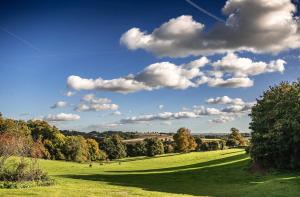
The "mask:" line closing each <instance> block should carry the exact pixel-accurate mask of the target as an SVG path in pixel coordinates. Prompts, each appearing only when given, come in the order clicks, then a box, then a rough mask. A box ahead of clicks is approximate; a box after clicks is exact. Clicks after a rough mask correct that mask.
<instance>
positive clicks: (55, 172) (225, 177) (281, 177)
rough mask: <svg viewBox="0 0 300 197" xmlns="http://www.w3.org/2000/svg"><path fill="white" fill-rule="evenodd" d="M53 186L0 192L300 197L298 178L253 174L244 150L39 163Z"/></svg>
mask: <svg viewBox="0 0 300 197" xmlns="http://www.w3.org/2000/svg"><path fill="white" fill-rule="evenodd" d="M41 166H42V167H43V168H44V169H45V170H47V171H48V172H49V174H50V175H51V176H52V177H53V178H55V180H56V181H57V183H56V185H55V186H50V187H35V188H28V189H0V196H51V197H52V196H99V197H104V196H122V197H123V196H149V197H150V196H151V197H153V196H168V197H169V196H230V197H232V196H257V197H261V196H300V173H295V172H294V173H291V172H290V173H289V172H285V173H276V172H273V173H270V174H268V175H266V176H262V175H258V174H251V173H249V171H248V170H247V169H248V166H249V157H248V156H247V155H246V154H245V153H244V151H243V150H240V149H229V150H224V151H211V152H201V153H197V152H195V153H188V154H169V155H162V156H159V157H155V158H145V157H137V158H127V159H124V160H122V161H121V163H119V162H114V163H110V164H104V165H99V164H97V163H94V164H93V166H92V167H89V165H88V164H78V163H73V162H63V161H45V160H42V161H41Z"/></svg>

· · · ·

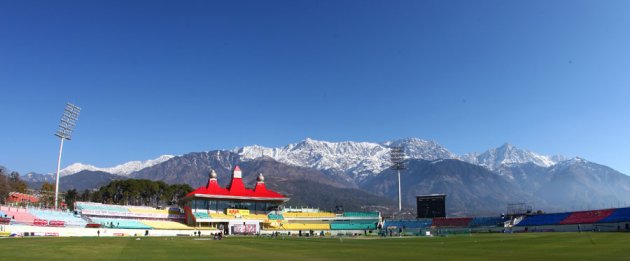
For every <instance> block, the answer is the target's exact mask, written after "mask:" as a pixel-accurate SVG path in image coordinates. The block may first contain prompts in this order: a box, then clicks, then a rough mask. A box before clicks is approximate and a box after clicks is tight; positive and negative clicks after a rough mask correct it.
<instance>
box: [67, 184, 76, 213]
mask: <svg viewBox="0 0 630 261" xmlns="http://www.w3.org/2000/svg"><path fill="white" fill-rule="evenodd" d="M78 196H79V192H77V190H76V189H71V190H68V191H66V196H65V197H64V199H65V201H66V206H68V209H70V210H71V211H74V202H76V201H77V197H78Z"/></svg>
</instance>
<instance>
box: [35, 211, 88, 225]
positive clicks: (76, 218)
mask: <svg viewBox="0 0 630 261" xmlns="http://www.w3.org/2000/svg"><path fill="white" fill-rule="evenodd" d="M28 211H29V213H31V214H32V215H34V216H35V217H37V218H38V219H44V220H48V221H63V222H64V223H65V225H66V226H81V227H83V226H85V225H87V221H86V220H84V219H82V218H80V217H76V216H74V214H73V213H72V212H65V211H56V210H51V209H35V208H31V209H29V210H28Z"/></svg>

· · · ·

#### [Exercise description]
Recast as a Markdown table with columns Row and Line the lines starting with the line that contains "correct that mask." and going on through the line that contains "positive clicks: (55, 172)", leaving out any blank lines.

#### [Solution for this task]
| Row | Line |
|---|---|
| 1 | The "mask:" line closing each <instance> block should carry the exact pixel-accurate mask of the target as an SVG path in pixel coordinates. Prompts, each appearing only when given, come in the order clicks, then a box, then a rough mask. A box ahead of clicks is approximate; a box after clicks is exact. Clicks after a rough mask correct that mask. |
| 2 | <instance> |
| 3 | positive clicks: (55, 172) (225, 177) (281, 177) |